__GIVEN TEXT__:

+ + + + +

Interior of the John W. Callahan
The John W. Callahan was a river steamer of the Tri-State Navigation Company's Callahan Line. Named for Bainbridge, Georgia, businessman and investor John W. Callahan, Sr., it was built at Apalachicola, Florida, in 1907 and carried passengers for the first time on January 3, 1908:

By invitation of Mr. John W. Callahan a large number of invited guests were given a steamboat ride last Friday afternoon on the new steamer The John W. Callahan, which will make weekly trips to the Dead Lakes of Florida and Apalachicola. It is 127 feet long - two decks and thirty state rooms. It is electric lighted and is fitted up with the most improved machinery. - Bainbridge Democrat, January 9, 1908.

Many of the people living along Florida's Chattahoochee, Apalachicola and Chipola Rivers in 1908 had never seen electric lighting or some of the boat's other amenities. The Callahan was a marvel to them and for the next 15 years was a much anticipated sight at Neal's, Parramore, Peri and Butler Landings in Jackson County.

John W. Callahan
State Archives of Florida/Memory Collection
The boat also had a dramatic impact on the economy of the region. Its cargo capacity was huge and within 9-months the steamboat was bringing affordable and quality merchandise in such quantities that merchants in Northwest Florida, Southwest Georgia and Southeast Alabama were able to significantly reduce their prices.

By the time the RMS Titanic sank in 1912, the Callahan was the undisputed queen of the region's river steamers:

Passengers who have enjoyed the ocean trip between Savannah and New York find the Callahan's appointments of as high class, and the hourly changing scenery hardly as monotonous as just water, water, water. They find the fifteenth meal as palatable and as plentiful as the first, and they begin to figure out how much they would have to add to the round trip ticket price to buy the food alone in a hotel or cafe of the better class. - Charles F. Pekor, Jr., "Down the Chattahoochee on the John W. Callahan," Columbus Daily Enquirer, January 9, 1922.


The John W. Callahan was the first boat to pass under
old Victory Bridge at Chattahoochee, Florida.
State Archives of Florida/Memory Collection
Ten years after the loss of the Titanic, however, the crew of the Callahan committed an error in judgment that some would blame for the steamer's loss.

Sailors believe even today that it is extremely bad luck for the name of the Titanic to be mentioned aboard ship while a vessel is at sea. Doing so can bring down a curse upon a ship, its crew and passengers.

On New Year's Eve of 1921, however, the crew of the John W. Callahan did not just mention the name of the Titanic, they sang a song about the ill-fated liner while their vessel was underway, inviting upon themselves a curse tied to the luxury liner.

It was tradition aboard the river steamers of the Callahan Line for the head stevedore to form his men into a chorus for the entertainment of passengers each New Year's Eve. On December 31, 1921, head stevedore Gross Harvey kept this tradition alive aboard the John W. Callahan, singing for the tips of the passengers.

+ + + + +

(Named-object pointing items)
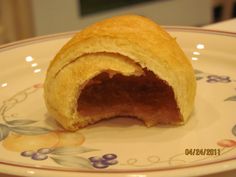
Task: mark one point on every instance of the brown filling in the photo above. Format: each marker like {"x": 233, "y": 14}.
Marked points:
{"x": 145, "y": 97}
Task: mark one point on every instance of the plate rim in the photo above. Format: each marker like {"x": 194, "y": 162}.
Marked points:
{"x": 43, "y": 38}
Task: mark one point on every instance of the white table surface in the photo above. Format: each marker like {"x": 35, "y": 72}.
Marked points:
{"x": 229, "y": 25}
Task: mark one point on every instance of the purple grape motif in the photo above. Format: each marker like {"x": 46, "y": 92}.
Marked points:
{"x": 103, "y": 162}
{"x": 109, "y": 156}
{"x": 39, "y": 156}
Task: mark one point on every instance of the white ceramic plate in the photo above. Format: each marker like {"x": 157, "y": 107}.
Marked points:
{"x": 206, "y": 144}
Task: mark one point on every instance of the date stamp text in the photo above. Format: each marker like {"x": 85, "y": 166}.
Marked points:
{"x": 203, "y": 152}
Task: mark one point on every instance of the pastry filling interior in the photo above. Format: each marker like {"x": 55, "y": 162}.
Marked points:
{"x": 145, "y": 97}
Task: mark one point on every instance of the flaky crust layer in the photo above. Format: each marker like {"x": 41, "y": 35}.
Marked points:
{"x": 125, "y": 44}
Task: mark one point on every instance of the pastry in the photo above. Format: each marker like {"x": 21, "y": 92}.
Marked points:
{"x": 122, "y": 66}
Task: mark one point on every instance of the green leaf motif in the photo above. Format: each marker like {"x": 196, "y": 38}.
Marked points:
{"x": 21, "y": 122}
{"x": 30, "y": 130}
{"x": 232, "y": 98}
{"x": 71, "y": 150}
{"x": 4, "y": 131}
{"x": 73, "y": 161}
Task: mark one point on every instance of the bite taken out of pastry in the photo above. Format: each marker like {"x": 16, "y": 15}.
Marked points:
{"x": 122, "y": 66}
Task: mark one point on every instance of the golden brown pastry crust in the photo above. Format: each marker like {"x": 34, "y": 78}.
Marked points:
{"x": 132, "y": 43}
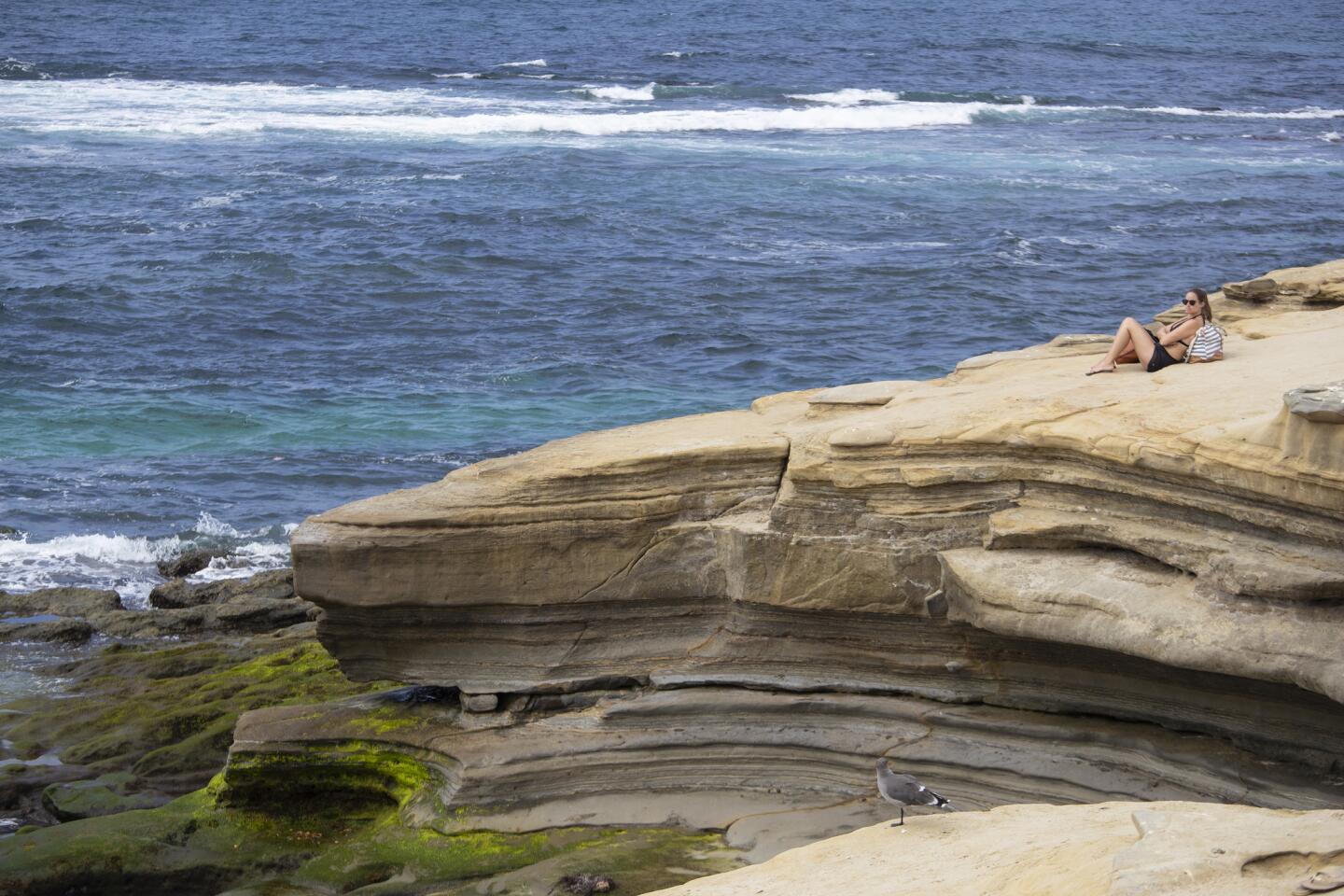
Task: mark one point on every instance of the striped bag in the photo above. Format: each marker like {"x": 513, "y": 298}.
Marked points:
{"x": 1207, "y": 345}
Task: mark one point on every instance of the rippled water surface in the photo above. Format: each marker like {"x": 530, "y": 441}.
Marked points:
{"x": 259, "y": 260}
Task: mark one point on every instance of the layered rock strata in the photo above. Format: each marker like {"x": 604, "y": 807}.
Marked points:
{"x": 1022, "y": 581}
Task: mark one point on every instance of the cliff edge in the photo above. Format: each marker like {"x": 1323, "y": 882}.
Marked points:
{"x": 1015, "y": 581}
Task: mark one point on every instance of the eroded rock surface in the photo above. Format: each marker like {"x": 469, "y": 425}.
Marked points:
{"x": 1025, "y": 583}
{"x": 1108, "y": 849}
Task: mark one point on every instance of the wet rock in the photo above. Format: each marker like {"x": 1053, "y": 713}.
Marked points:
{"x": 274, "y": 584}
{"x": 187, "y": 563}
{"x": 242, "y": 615}
{"x": 70, "y": 632}
{"x": 104, "y": 795}
{"x": 21, "y": 786}
{"x": 1317, "y": 403}
{"x": 62, "y": 602}
{"x": 480, "y": 702}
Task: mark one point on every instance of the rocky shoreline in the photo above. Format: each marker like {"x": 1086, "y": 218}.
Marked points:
{"x": 1027, "y": 586}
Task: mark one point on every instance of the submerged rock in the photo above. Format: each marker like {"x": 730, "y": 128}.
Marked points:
{"x": 63, "y": 601}
{"x": 187, "y": 563}
{"x": 274, "y": 584}
{"x": 70, "y": 632}
{"x": 1317, "y": 403}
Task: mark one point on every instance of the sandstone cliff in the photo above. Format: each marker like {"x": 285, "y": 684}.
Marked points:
{"x": 1106, "y": 849}
{"x": 1020, "y": 583}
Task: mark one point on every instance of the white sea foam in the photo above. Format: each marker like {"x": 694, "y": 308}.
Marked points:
{"x": 127, "y": 563}
{"x": 622, "y": 94}
{"x": 848, "y": 97}
{"x": 1309, "y": 112}
{"x": 167, "y": 107}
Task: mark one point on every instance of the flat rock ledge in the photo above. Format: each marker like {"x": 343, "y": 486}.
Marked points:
{"x": 1106, "y": 849}
{"x": 1022, "y": 583}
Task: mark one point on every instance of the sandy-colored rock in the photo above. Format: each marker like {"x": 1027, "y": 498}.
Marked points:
{"x": 1106, "y": 849}
{"x": 1317, "y": 403}
{"x": 1103, "y": 568}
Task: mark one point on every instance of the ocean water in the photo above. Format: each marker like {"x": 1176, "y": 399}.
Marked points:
{"x": 261, "y": 259}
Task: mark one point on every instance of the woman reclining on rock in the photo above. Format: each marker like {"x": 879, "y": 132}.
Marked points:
{"x": 1137, "y": 344}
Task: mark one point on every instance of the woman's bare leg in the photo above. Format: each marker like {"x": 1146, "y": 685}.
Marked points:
{"x": 1129, "y": 337}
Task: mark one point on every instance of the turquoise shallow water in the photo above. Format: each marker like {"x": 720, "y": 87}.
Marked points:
{"x": 262, "y": 260}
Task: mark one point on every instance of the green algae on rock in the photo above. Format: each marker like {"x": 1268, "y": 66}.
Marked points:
{"x": 198, "y": 844}
{"x": 164, "y": 718}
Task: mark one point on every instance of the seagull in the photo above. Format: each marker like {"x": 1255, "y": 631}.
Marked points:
{"x": 903, "y": 791}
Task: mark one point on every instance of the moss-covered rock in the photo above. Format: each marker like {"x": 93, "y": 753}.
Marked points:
{"x": 104, "y": 795}
{"x": 168, "y": 715}
{"x": 198, "y": 844}
{"x": 161, "y": 721}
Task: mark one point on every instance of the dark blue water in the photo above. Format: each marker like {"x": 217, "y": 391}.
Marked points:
{"x": 259, "y": 260}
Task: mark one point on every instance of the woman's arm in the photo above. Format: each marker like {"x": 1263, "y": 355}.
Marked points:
{"x": 1182, "y": 330}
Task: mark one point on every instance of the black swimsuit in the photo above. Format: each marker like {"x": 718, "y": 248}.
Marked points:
{"x": 1161, "y": 357}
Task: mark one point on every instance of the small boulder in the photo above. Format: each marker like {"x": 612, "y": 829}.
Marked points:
{"x": 259, "y": 614}
{"x": 62, "y": 601}
{"x": 1252, "y": 290}
{"x": 187, "y": 563}
{"x": 274, "y": 584}
{"x": 173, "y": 595}
{"x": 105, "y": 795}
{"x": 1317, "y": 403}
{"x": 69, "y": 632}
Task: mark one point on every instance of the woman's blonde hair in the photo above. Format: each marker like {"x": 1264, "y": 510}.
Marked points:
{"x": 1206, "y": 309}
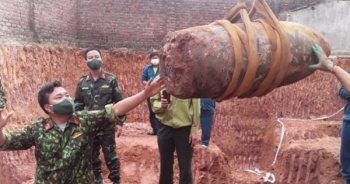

+ + + + +

__INSTRUCTION__:
Summarize the text about the steamer John W. Callahan in two sentences.

__RESULT BELOW__:
The John W. Callahan, a Callahan Line river steamer built at Apalachicola, Florida, in 1907, first carried passengers on January 3, 1908, and its electric lighting amazed people along the rivers while its huge cargo capacity let regional merchants significantly reduce their prices. By 1912 it was the undisputed queen of the region's river steamers, but on New Year's Eve of 1921 its crew sang a song about the Titanic while the vessel was underway, an error that sailors believe brings a curse and that some would blame for the steamer's loss.